═══ GIVEN DATA

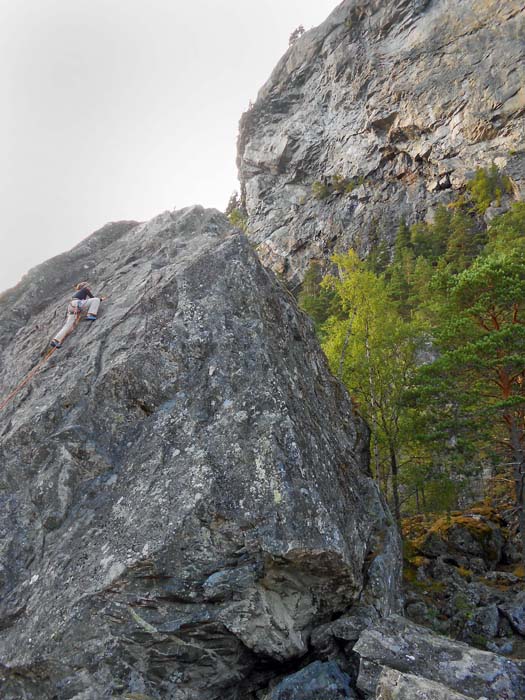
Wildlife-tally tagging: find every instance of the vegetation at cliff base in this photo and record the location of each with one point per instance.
(431, 346)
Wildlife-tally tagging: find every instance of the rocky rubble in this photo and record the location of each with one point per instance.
(428, 661)
(381, 112)
(184, 487)
(463, 578)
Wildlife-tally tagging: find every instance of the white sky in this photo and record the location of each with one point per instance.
(120, 109)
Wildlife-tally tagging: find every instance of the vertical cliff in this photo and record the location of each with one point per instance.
(381, 112)
(184, 488)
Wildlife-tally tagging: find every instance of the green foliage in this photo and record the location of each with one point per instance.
(318, 302)
(373, 350)
(338, 184)
(237, 218)
(506, 233)
(320, 190)
(429, 339)
(487, 186)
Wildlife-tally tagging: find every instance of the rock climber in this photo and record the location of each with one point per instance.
(82, 302)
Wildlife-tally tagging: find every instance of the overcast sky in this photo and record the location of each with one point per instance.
(120, 109)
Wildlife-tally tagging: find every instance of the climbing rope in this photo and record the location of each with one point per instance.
(27, 379)
(32, 373)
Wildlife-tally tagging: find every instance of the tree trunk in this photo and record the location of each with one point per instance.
(516, 441)
(395, 485)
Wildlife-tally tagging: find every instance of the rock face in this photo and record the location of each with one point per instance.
(429, 666)
(459, 578)
(184, 490)
(388, 107)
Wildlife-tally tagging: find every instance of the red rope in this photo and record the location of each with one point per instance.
(32, 373)
(26, 380)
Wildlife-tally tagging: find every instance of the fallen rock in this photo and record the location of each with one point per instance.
(403, 646)
(514, 611)
(318, 680)
(394, 685)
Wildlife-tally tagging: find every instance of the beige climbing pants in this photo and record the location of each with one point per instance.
(75, 309)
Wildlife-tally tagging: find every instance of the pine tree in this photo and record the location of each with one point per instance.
(480, 374)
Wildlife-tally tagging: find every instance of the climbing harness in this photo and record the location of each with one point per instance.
(32, 373)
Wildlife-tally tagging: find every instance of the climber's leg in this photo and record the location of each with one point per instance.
(91, 307)
(66, 328)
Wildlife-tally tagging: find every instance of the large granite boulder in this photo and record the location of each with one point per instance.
(381, 112)
(184, 487)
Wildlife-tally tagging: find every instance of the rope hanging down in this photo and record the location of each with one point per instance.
(31, 374)
(27, 379)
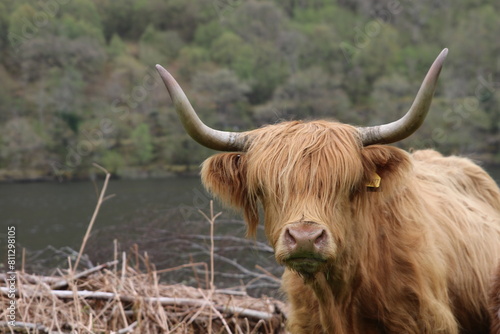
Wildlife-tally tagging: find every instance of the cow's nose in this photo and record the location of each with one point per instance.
(305, 237)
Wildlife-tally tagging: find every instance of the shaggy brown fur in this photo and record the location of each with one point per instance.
(415, 257)
(495, 304)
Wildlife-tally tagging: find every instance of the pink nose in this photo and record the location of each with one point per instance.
(305, 238)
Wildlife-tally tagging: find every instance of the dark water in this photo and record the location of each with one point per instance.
(160, 216)
(58, 214)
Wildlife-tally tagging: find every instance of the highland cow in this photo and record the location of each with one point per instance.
(373, 239)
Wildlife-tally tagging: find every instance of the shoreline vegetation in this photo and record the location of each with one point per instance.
(79, 83)
(126, 295)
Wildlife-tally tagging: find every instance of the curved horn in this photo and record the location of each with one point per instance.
(206, 136)
(409, 123)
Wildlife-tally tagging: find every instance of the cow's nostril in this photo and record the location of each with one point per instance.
(321, 238)
(306, 237)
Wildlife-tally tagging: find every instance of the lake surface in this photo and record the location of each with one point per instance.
(58, 214)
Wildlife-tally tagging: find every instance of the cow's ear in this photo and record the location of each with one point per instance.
(224, 175)
(390, 163)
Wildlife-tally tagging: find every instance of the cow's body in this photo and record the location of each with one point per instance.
(417, 256)
(495, 304)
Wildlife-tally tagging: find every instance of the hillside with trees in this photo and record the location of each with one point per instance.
(78, 83)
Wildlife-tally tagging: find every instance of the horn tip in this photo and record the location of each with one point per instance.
(159, 68)
(443, 53)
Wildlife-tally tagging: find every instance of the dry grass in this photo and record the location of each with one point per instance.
(119, 297)
(129, 301)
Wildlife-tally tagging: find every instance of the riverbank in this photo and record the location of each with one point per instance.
(129, 173)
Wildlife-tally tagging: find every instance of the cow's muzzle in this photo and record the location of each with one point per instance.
(304, 247)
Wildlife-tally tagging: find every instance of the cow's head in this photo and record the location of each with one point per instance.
(305, 175)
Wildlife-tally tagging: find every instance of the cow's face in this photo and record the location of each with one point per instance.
(307, 177)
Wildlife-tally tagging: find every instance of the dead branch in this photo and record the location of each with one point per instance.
(165, 301)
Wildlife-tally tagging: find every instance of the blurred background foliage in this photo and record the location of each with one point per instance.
(78, 83)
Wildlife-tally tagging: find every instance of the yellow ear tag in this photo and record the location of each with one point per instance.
(374, 182)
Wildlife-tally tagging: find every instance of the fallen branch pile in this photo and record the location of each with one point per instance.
(104, 300)
(125, 299)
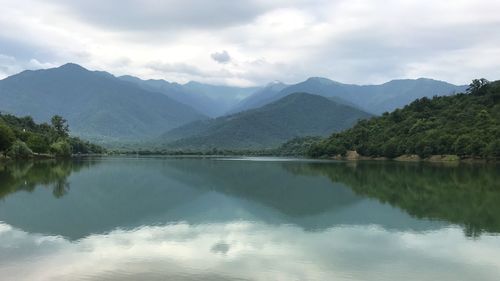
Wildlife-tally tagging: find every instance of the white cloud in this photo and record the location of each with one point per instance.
(221, 57)
(356, 41)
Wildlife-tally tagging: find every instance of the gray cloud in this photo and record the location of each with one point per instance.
(288, 40)
(176, 68)
(167, 14)
(221, 57)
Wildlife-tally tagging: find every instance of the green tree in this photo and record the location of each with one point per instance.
(38, 143)
(7, 137)
(19, 150)
(60, 126)
(478, 86)
(61, 149)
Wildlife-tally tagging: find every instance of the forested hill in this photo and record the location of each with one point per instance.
(296, 115)
(21, 137)
(467, 125)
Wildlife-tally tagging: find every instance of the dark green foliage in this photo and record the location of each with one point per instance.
(467, 125)
(296, 146)
(6, 137)
(21, 136)
(19, 150)
(38, 143)
(296, 115)
(61, 149)
(60, 126)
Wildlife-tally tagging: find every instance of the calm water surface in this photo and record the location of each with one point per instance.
(248, 219)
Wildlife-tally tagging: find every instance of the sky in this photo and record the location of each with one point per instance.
(254, 42)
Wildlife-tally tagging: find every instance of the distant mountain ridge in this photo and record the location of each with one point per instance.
(373, 98)
(295, 115)
(97, 105)
(211, 100)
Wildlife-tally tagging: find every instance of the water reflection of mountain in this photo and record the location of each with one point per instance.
(127, 193)
(27, 175)
(468, 195)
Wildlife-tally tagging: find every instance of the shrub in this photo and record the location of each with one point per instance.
(19, 150)
(61, 149)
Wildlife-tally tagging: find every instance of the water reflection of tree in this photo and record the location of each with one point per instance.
(468, 195)
(28, 175)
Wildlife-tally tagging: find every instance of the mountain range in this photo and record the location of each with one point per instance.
(376, 99)
(295, 115)
(97, 105)
(211, 100)
(105, 108)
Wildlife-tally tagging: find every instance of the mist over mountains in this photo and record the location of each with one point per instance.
(104, 108)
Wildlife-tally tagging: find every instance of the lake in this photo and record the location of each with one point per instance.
(157, 218)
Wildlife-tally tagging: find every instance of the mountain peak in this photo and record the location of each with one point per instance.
(321, 80)
(72, 66)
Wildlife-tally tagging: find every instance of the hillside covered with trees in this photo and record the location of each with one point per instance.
(467, 125)
(296, 115)
(21, 137)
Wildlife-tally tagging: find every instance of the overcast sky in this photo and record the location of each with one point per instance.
(253, 42)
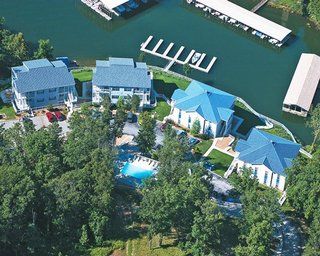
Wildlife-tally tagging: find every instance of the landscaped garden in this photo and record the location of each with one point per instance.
(81, 76)
(221, 161)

══════

**WHAT THE TASK REQUIRES**. Give every line of the listing above again, exactly, with no images.

**EXERCISE ANSWER**.
Wildlife-tally tagging: find every instance of the vegetation at cliff base in this photo and record the location of each with one point per instance.
(431, 346)
Wildlife-tally tagging: find every instance of the rocky rubble in this photo and record the location of each with one point per instance.
(428, 661)
(381, 112)
(184, 487)
(463, 578)
Wildlife-tally tagging: find every instance of the white sky in this photo and record the location of each with one point per instance.
(120, 109)
Wildlife-tally tagging: find every instance of the vertical cliff in this photo and record the location of each with one point per instance.
(381, 112)
(184, 488)
Wildlife-tally tagging: find every instance of the green foliage in this photo and record the location of each with one point per instance.
(318, 302)
(373, 350)
(338, 184)
(237, 218)
(506, 233)
(320, 190)
(429, 339)
(487, 186)
Wildlife-tally tagging: find every instance of the rock climber in this photo and record the location of each with one point per instance.
(82, 302)
Wildlife-tally tagging: find every instance of the overcast sky in this photo and record the location of each with one point per instance.
(120, 109)
Wildlife-tally tagging: find every instance of the climbing rope in this photo and record the location of each with one point per instance.
(27, 379)
(32, 373)
Wildlife-tally tagging: find every instance of the tree trunk in this photo and record the location of each with one point per instance.
(516, 441)
(395, 485)
Wildlife-tally tagging: find every instance of the rock face in this photo and record the location of each with one point per instance.
(429, 666)
(459, 578)
(184, 490)
(388, 107)
Wildlife-tally tagging: find every instance of the red rope in this photo and record the location of each with one point per instance.
(32, 373)
(26, 380)
Wildlife-tally tagging: find every instance of the fallen rock in this photo and record the location of each with one point per instance.
(403, 646)
(514, 611)
(318, 680)
(394, 685)
Wildlife-tally tagging: find every instance of the beige climbing pants in this photo and record the location of each with one point per instance.
(75, 309)
Wildlife-tally tagging: find every instance of the pine tree in this photo and record the location of each with one point per instance.
(480, 374)
Wildlife-tally tagging: find every instance of the climbing harness in this photo and record the location of each with one point per instance.
(32, 373)
Wildlife-tally tagging: find every instance of the climber's leg in this photo and record the location of each with one point per instance.
(91, 307)
(66, 328)
Wildlife-tally tagging: find every instance of the large granite boulder in this photo and record the location of each with one point per instance.
(381, 112)
(184, 487)
Wildlife-tally tagging: find every instance of the rope hanging down in this photo and record the location of each with one point per instance.
(31, 374)
(27, 379)
Wildlife-tally tagging: find every instance of the cow's nose in this photo and record the location of each with one point per instance.
(305, 237)
Wildlife-tally tagging: find every instance of the shaggy brown fur in this photo and record the location of each with one point per instance.
(415, 257)
(495, 304)
Wildlife-tally tagging: find every instance of the pink nose in this photo and record the location of each with one point per instance.
(305, 238)
Wildlife-tally tagging: find every instance of the dark water in this photo and record the location of each with one point per instance.
(160, 216)
(58, 214)
Wildlife-tally tagging: find every instance of the highland cow in this photo and record the location of each with one point per instance.
(373, 239)
Wildlife-tally tagging: find every instance of the shoreline vegetation in this photo and record the location of each with one point per instance.
(79, 83)
(126, 295)
Wildlife-tally tagging: find every instance of the curved horn in this photo and record the location of each with one point per instance.
(206, 136)
(409, 123)
Wildlife-tally tagging: find every instance of the cow's nostril in this photo and record the location of each with one point per instance.
(321, 238)
(306, 237)
Wildlife-tally tagging: find every instance of the lake surface in this photo and record the location of each with one point per instance.
(58, 214)
Wildlife-tally tagging: find every instance of the cow's ear in this photo and record the location of each with one point per instance.
(224, 175)
(390, 163)
Wildlife-tally tagging: find every instance of the cow's body in this photo and record the location of each with one point per instance.
(417, 256)
(495, 304)
Wildlife-tally tagging: find every instance of the hillside with trees in this photo and record the location of each with one point per instance.
(78, 83)
Wildlife-tally tagging: find every instance of the horn tip in this photo and record the location of each with one point per instance.
(159, 68)
(443, 53)
Wildlife-tally tagging: find every instance of the dry grass in this photo and record the location of each with one point per instance.
(119, 297)
(129, 301)
Wildlife-tally tagging: find every instance of the riverbank in this photo and record the location of each with one point per instance.
(129, 173)
Wildlife-tally tagging: find every instance of the cow's muzzle in this photo and record the location of each with one point per instance.
(304, 247)
Wildlife-tally tagging: find every instance of the cow's head in this photo and record the location of each with one point per instance.
(305, 175)
Wildlife-tally tagging: find every instance of the cow's face in this photo and record the location of each with one point per instance.
(307, 177)
Wildlife-tally tagging: find every instance of the dead branch in this photo and record the location of each with one point per instance.
(165, 301)
Wildlife-tally tagging: find every instance of the blurred background foliage in this photo and record the location of each with one point per instance.
(78, 83)
Wildlife-tally tagging: find every instance of the yellow ear tag in this photo and record the location of each with one point per instance.
(374, 182)
Wildlife-tally tagging: find every instance of the fallen branch pile in this photo and record the location of each with one point per instance.
(104, 300)
(125, 299)
Wildlife-tally tagging: find every instance of the white cloud in this photo and record the location of each with one point per instance.
(221, 57)
(356, 41)
Wildlife-tally tagging: find every instance of the gray cloud in this photo and record the location of each with one point per instance.
(288, 40)
(176, 68)
(167, 14)
(221, 57)
Wildlife-tally tagging: find every instance of the green tree in this photo and record the location of each with one point per instance.
(38, 143)
(7, 137)
(19, 150)
(60, 126)
(478, 86)
(61, 149)
Wildlife-tally tagging: find every instance of the forested hill in this photo and record the location of each with one point per instance.
(296, 115)
(21, 137)
(467, 125)
Wildlife-tally tagging: find every instance of the dark green foliage in this photo and record the location of each with one point per instance.
(467, 125)
(296, 146)
(6, 137)
(21, 136)
(19, 150)
(38, 143)
(296, 115)
(61, 149)
(60, 126)
Wildlife-tally tagging: find every instance of the calm water surface in this photo and record the location of each with one point per instance.
(248, 219)
Wildlife-tally tagging: find every instance of the sky in this photo and record the location of each with one point per instance.
(254, 42)
Wildlife-tally tagging: find every instance of the distant mountain ridge in this photo and record the location of each with one point per instance.
(373, 98)
(295, 115)
(97, 105)
(211, 100)
Wildlife-tally tagging: find every instance of the water reflection of mountain in this photo and record the location of each with one point per instance.
(127, 193)
(27, 175)
(468, 195)
Wildlife-tally tagging: find every instance of the shrub in this photo and record the location of each with one point per instance.
(19, 150)
(61, 149)
Wildlife-tally tagging: find every instance of the water reflection of tree in this photo and record the location of each with one point per instance.
(468, 195)
(28, 175)
Wildlife-tally tagging: find every instance of the mountain range in this photo and record the location of each with one point per instance.
(376, 99)
(295, 115)
(97, 105)
(211, 100)
(105, 108)
Wildlife-tally tagging: find every instance of the mist over mountains in this photo and record the location of each with one point per instance.
(104, 108)
Wildlife-tally tagging: find every instance of the lake in this photo and record the location of each with one point per instance.
(157, 218)
Wildlife-tally tagging: find every instance of the mountain peak in this photo and record the location of each with one point per instance.
(321, 80)
(72, 66)
Wildlife-tally tagging: find every instance of the hillside covered with trees in this photo and record the location of each with one point per instance.
(467, 125)
(296, 115)
(21, 137)
Wildlife-tally tagging: find every instance of the overcast sky in this photo and record the location of each with one point per instance.
(253, 42)
Wildlife-tally tagging: find every instance of the landscaped garden in this photo and record the location of each with one point per instance.
(81, 76)
(221, 161)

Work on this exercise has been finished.